PAGE EXTRACT:
______________________________

Ruling: The New York court denied the defendants’ motion for summary judgment, concluding that there was ample evidence supporting the group's claims, including the alleged remarks of a leasing agent that the landlord was looking for an “excellent applicant” for a rent-stabilized apartment and wouldn’t accept CityFHEPS vouchers for the unit [Housing Rights Initiative, Inc. v. Elliman, Index No. 154472/2022, 2023 NY Slip Op 31496(U)(Sup. Ct. NY; 5/2/23)].

Takeaway: You have every right to establish income criteria and screen prospects to ensure they meet them. If they’re not financially qualified, you may reject them. What you may not do is reject those who do meet your income criteria because of the kind of income they have. More specifically, you can’t exclude qualified prospects simply because they’re unemployed, hold housing vouchers, or receive other forms of financial assistance other than wages. Avoiding source of income discrimination means being prepared to accept not just wages but any and all forms of legal income.

The Elliman case also exposed potential blind spots in fair housing compliance training. There was evidence that real estate brokers turned away callers who indicated that they would be using vouchers to pay rent because they were seeking units in luxury buildings. You can’t afford to live in this property and should seek an apartment in a building where vouchers are accepted, the brokers allegedly said. These remarks violated fair housing laws banning statements indicating a preference or exclusion of persons from housing based on a protected class. You need to ensure that your own leasing agents don’t say or believe such things.

______________________________

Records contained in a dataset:
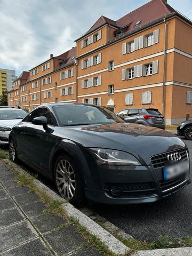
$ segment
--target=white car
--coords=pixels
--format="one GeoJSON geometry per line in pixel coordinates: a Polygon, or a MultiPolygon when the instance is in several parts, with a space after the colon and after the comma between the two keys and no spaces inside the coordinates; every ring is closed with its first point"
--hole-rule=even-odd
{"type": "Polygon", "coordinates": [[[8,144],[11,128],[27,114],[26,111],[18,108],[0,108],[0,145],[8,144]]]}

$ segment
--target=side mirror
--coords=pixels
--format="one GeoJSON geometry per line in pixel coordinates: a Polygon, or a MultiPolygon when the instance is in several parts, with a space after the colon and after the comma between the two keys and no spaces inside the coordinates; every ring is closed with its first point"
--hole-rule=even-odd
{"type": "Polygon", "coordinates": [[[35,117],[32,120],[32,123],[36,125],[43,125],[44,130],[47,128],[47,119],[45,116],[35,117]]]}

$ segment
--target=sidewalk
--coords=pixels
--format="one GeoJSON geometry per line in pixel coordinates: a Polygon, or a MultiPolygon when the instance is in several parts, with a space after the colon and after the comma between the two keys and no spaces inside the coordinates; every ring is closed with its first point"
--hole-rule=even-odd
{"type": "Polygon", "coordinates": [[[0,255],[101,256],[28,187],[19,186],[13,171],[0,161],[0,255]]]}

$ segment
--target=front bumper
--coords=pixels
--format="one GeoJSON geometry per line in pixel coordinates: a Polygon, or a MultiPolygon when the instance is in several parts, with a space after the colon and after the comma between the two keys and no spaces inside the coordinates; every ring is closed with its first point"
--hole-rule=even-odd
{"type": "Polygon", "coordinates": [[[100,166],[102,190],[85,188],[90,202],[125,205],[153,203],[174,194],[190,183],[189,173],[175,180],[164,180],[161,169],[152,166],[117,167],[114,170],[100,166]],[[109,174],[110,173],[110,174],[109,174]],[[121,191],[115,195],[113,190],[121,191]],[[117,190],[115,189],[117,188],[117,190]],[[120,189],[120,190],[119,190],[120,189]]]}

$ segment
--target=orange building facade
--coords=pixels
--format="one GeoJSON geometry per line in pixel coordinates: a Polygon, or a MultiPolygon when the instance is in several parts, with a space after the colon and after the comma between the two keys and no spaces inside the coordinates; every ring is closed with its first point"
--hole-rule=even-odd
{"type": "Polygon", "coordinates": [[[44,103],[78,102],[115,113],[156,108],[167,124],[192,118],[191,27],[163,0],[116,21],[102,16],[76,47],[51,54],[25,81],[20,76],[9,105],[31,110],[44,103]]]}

______________________________

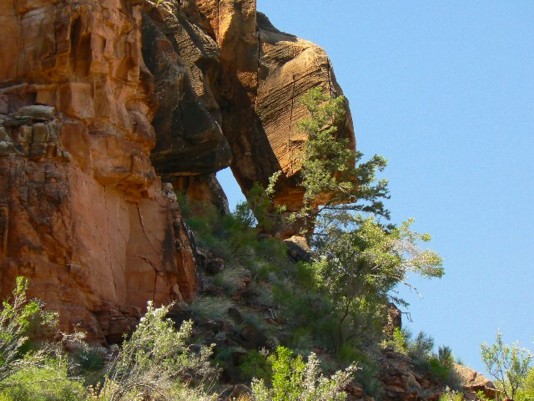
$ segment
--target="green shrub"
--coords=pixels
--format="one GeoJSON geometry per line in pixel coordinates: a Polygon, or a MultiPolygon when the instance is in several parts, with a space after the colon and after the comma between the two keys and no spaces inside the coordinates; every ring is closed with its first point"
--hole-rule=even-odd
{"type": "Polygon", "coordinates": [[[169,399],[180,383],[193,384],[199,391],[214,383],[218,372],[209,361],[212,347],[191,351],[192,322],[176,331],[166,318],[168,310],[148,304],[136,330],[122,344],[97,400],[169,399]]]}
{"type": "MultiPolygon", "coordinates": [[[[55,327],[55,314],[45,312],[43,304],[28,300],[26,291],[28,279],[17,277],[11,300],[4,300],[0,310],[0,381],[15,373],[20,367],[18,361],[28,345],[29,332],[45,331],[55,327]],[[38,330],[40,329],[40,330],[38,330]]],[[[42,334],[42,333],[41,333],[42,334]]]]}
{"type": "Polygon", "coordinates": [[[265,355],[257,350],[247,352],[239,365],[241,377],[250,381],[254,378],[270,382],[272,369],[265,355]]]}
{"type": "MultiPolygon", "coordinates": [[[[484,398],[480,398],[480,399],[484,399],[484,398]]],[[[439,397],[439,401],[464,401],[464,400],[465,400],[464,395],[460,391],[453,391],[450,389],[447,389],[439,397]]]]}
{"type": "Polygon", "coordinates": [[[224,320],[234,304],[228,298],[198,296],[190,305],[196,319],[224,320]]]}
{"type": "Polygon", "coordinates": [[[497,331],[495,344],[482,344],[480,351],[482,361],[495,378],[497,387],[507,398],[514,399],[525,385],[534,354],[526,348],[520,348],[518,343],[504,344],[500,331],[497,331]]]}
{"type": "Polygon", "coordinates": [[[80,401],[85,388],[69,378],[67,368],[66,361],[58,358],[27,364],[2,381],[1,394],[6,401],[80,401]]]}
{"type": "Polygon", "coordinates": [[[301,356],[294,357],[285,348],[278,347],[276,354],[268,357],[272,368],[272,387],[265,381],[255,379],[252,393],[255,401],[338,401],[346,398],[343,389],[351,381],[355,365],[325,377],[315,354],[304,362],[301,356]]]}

______________________________

SET EXERCISE 1: Can you summarize the fair housing excerpt in two sentences?
SET EXERCISE 2: Could you transcribe the fair housing excerpt from "Takeaway: You have" to "of legal income."?

TASK OUTPUT 1: A New York court denied the defendants' motion for summary judgment in Housing Rights Initiative, Inc. v. Elliman, finding ample evidence for the group's claims, including a leasing agent's alleged remark that CityFHEPS vouchers wouldn't be accepted for a rent-stabilized apartment. The excerpt says landlords may screen prospects against income criteria but may not reject qualified applicants because of the kind of income they have, such as housing vouchers, and must ensure their leasing agents don't make statements indicating a preference or exclusion based on a protected class.

TASK OUTPUT 2:
Takeaway: You have every right to establish income criteria and screen prospects to ensure they meet them. If they’re not financially qualified, you may reject them. What you may not do is reject those who do meet your income criteria because of the kind of income they have. More specifically, you can’t exclude qualified prospects simply because they’re unemployed, hold housing vouchers, or receive other forms of financial assistance other than wages. Avoiding source of income discrimination means being prepared to accept not just wages but any and all forms of legal income.